═══ Text provided ═══

Why are we like this?

  • Often, as with Elijah, our emotions triumph over our reason. We tend to think of faith as being an emotional thing ("I feel it in my heart") but forget that the Scripture portrays it as entirely rational.
  • Our lack of faith is usually a reflection of ourselves. We ourselves know that no one is completely trustworthy; all are sinners -- and therefore we put our complete trust in no one. This is accurate -- until we paste that mental image of untrustworthiness onto God.
  • Sin itself can be a barrier. The process is complex, but I may simplify it with a quotation from a brother-in-law who is now a true brother. "I wanted to sleep with ...., therefore there is no God."

Cure for Doubt

There are many things we can use as "cure for doubt." Here are some suggested by the evidence given here:

  • Unlike John, we should stay in the community of believers. We are social animals, and we are affected by the attitudes around us. It is harder to stay faithful when you're in solitary confinement. It is also hard to stay faithful when your only contact with your fellow Christians is on Sunday.
  • We need to focus on the problems of others, not on our own needs. If God is using us to deal with the troubles of others, we will have no thought to spare to create problems of our own.
  • We may indeed use Jesus own defense: look at the evidence. Remember that faith is not an emotion but a rational response to the facts. It is well that we do so.
  • Like the centurion, we need to seek God -- not to seek his absence. This involves obedience and care for others, but starts in the human heart as a quest: who is this God?

There is one other cure for doubt. You probably have not thought of it in the context of doubt versus faith, but I submit that these two episodes are next to each other for a reason: that you may see that curing doubt is not an injection but a lifestyle: a lifestyle which turns not on the self but on others. John inquired for himself; the centurion interceded for the lowest of the low.

═══ Information ═══

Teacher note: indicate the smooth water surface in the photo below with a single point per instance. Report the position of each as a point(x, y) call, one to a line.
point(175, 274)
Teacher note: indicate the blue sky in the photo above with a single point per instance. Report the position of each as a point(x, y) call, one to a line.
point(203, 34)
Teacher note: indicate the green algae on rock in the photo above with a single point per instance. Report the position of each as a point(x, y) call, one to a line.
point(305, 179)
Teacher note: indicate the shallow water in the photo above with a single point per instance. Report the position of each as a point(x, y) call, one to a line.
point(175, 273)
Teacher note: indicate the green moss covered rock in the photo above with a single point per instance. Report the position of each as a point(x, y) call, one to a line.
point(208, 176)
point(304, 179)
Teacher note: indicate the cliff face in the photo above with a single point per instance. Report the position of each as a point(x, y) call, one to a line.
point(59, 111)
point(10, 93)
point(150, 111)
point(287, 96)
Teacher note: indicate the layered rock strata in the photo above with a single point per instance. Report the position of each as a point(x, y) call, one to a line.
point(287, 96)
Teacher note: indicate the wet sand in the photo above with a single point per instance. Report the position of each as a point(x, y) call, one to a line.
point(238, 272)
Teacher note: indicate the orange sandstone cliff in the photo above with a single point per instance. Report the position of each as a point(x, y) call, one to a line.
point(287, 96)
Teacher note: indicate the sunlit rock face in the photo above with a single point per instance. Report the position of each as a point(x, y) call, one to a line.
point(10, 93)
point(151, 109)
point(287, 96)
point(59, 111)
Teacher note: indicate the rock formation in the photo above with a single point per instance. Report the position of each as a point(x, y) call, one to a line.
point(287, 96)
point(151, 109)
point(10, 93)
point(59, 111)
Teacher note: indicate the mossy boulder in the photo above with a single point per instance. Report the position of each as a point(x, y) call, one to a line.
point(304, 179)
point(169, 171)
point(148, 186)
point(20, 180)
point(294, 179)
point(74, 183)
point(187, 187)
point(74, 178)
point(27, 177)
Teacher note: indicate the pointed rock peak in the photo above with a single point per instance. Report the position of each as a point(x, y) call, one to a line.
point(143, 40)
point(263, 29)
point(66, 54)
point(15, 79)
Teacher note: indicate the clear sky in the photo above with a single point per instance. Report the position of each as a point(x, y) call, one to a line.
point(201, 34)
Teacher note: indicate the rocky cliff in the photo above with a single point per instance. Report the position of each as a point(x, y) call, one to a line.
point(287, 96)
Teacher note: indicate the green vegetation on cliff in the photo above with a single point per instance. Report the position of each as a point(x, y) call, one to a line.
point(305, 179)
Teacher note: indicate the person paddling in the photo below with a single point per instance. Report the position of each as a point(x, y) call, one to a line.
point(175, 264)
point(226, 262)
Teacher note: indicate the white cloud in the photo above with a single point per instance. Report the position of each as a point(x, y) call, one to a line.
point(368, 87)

═══

** Tasks to carry out **
1. According to the text on doubt and faith, how does Scripture portray faith?
2. Summarize the text on doubt and faith in two sentences.
3. Carry on the text on doubt and faith from its final sentence.

** Numbered answers **
1. Scripture portrays faith as entirely rational.

2. The text gives three reasons people lack faith: emotions triumphing over reason, projecting human untrustworthiness onto God, and sin acting as a barrier. As cures for doubt, it suggests staying in the community of believers, focusing on the problems of others, looking at the evidence, and seeking God, and it holds that curing doubt is a lifestyle turned toward others rather than the self.

3.
Intercession

The opposite of doubt is faith; faith without works is dead; and I submit the highest of works is to intercede for others. This is shown in the fact that intercession is nothing less than boldness based on faith. In intercession, the Christian takes his courage in his hand and steps up to the throne of grace to ask the king of kings and Lord of Lords for a favor -- for someone else.

Does this seem too much for you? After all, the first principle of intercession is this: by definition, the strong intercede for the weak, not the other way around. Indeed, in the Scripture we are assured that such intercession is made for us

  • by the Holy Spirit (Romans 8:26-27)
  • by Christ Himself, as our High Priest (Hebrews 7:5)

In the Old Testament, intercession was the function of prophets, priests and kings. Clearly, then, we see intercession as something the mighty do for the weak.

But we also see that intercession is commanded to the Christian!

  • First, for our brothers in Christ (1 John 5:16)
  • But also, for all those in authority over us! (1 Timothy 2:12)

Imagine that! We, the strong and mighty, are commanded to pray for Bill Clinton, the weak. And not for him only, but for all in authority. We are the strong, interceding for the weak who run this world.

How can this be? The answer (as always) is found in the Scripture:

(Gal 3:26-27 NIV) You are all sons of God through faith in Christ Jesus, {27} for all of you who were baptized into Christ have clothed yourselves with Christ.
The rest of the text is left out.